◆ Activity: Below are some records; copy each line in them that contains "headlight".

◆ Source data:
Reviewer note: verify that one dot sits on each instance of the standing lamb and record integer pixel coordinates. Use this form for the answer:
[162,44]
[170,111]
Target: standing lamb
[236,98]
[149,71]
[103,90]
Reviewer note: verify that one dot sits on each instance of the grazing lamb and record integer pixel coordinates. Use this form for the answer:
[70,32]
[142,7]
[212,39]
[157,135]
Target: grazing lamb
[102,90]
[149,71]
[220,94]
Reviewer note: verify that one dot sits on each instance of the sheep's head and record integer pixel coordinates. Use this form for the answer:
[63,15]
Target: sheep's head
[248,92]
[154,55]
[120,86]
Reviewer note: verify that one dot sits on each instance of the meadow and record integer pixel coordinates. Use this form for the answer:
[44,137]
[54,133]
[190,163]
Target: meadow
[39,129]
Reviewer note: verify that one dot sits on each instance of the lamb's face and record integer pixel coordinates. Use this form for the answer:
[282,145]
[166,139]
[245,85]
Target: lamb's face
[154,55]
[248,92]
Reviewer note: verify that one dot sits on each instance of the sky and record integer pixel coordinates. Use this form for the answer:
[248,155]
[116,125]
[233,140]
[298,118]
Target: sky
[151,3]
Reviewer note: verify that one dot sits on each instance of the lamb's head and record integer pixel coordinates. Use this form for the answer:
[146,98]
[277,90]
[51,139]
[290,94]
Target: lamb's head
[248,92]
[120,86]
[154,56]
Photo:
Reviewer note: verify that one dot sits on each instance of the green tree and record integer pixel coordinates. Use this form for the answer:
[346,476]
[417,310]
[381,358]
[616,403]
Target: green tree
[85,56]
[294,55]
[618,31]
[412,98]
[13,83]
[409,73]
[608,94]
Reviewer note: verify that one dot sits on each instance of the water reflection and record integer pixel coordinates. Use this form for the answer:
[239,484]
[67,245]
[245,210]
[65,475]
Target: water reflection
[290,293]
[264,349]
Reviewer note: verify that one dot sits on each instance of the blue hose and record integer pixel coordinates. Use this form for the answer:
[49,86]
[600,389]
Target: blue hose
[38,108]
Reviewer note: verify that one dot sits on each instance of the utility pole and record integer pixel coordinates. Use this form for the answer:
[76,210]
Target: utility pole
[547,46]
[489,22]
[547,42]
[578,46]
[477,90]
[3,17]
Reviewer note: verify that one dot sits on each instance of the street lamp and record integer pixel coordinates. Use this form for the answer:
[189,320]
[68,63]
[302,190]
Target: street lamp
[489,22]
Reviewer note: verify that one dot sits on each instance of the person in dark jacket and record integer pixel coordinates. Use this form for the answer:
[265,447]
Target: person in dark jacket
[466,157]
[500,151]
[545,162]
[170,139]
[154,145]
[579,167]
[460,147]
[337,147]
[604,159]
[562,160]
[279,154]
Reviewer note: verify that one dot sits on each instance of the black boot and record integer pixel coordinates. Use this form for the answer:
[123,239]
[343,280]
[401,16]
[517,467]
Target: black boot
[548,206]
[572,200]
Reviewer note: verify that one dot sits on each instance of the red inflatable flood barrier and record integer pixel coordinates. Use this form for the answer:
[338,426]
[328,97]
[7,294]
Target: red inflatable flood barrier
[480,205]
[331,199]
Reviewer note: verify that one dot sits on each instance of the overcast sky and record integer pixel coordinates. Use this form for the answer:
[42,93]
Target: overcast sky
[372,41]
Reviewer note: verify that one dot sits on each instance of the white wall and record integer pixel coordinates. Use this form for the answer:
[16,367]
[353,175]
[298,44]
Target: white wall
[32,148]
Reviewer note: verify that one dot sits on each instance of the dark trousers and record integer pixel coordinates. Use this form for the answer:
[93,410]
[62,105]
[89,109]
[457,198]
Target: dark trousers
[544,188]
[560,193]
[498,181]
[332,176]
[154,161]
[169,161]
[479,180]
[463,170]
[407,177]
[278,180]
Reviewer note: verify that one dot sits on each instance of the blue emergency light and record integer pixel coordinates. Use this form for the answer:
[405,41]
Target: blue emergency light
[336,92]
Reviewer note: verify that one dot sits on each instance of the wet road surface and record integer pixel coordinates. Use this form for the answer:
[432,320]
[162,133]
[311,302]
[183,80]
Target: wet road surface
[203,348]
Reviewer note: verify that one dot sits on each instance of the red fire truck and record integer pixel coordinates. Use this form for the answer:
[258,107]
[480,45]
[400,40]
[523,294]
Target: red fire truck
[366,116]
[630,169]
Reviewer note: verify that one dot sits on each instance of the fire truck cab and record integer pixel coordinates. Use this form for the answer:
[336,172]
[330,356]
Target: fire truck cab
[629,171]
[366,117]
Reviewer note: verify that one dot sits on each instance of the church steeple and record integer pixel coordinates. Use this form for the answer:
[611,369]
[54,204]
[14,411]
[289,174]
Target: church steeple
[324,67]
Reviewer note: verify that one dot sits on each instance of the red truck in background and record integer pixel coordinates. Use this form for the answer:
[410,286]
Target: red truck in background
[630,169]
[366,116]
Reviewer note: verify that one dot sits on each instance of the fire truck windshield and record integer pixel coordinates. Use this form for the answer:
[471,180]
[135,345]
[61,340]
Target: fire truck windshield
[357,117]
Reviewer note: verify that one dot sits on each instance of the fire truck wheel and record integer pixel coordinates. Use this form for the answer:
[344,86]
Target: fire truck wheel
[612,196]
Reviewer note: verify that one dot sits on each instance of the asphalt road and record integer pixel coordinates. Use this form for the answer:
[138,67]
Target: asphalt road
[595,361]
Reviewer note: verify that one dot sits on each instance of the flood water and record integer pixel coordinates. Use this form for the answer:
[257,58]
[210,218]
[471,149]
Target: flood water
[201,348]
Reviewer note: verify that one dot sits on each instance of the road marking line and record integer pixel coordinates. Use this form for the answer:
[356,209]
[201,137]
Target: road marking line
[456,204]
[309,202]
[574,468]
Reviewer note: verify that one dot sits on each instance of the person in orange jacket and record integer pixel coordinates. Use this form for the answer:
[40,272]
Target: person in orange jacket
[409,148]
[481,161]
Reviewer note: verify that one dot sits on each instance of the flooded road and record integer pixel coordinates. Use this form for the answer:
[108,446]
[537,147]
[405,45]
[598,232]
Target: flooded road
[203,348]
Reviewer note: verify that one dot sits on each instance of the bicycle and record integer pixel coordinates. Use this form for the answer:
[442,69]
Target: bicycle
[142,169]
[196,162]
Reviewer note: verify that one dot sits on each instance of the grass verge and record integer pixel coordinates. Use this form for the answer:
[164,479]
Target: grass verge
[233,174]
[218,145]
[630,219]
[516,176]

==

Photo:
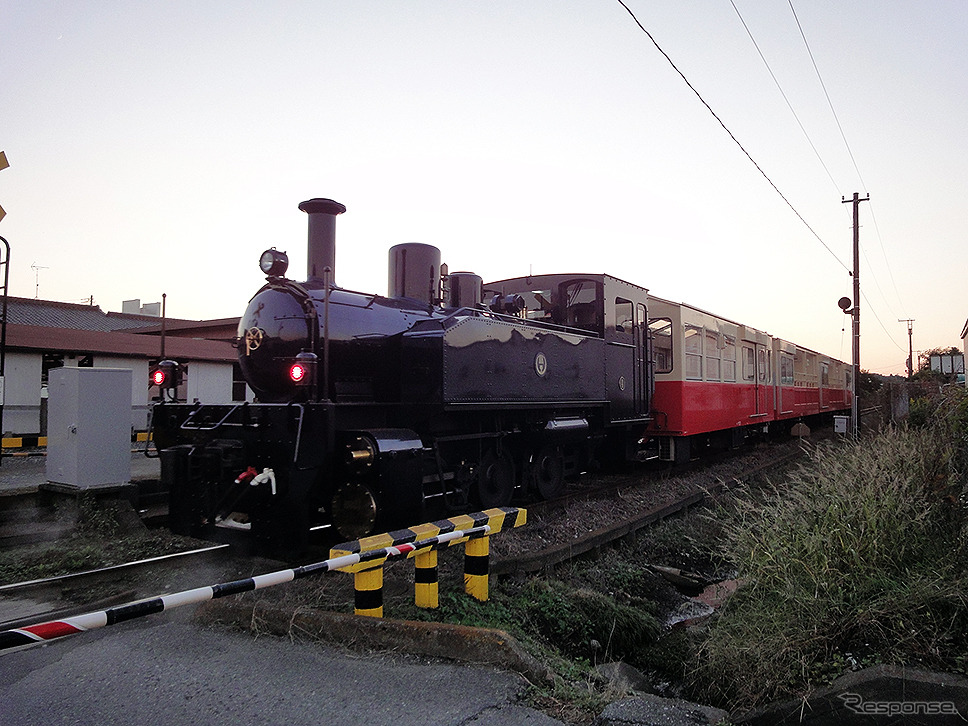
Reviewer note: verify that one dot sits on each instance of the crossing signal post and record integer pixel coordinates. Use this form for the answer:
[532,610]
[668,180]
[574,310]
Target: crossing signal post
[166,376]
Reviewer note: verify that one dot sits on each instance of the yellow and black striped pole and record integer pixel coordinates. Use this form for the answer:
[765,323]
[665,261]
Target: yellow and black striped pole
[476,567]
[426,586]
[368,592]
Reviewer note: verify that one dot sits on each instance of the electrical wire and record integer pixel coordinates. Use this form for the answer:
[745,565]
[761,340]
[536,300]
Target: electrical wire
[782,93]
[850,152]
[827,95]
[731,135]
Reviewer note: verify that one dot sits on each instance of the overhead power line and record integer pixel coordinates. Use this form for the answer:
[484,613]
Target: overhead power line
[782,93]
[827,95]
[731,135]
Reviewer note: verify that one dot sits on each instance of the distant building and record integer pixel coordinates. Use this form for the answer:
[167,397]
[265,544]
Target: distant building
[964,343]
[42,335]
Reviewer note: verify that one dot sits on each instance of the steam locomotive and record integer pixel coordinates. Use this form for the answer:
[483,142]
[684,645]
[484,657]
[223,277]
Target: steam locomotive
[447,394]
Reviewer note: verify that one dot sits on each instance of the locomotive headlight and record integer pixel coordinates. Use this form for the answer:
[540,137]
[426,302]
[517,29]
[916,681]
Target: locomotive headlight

◆ Completed exercise:
Reviewer note: verify that one dot sits on each instance of the locomotive headlight and record integer pixel coordinates. Use this form for the answer:
Target: locomotive headlight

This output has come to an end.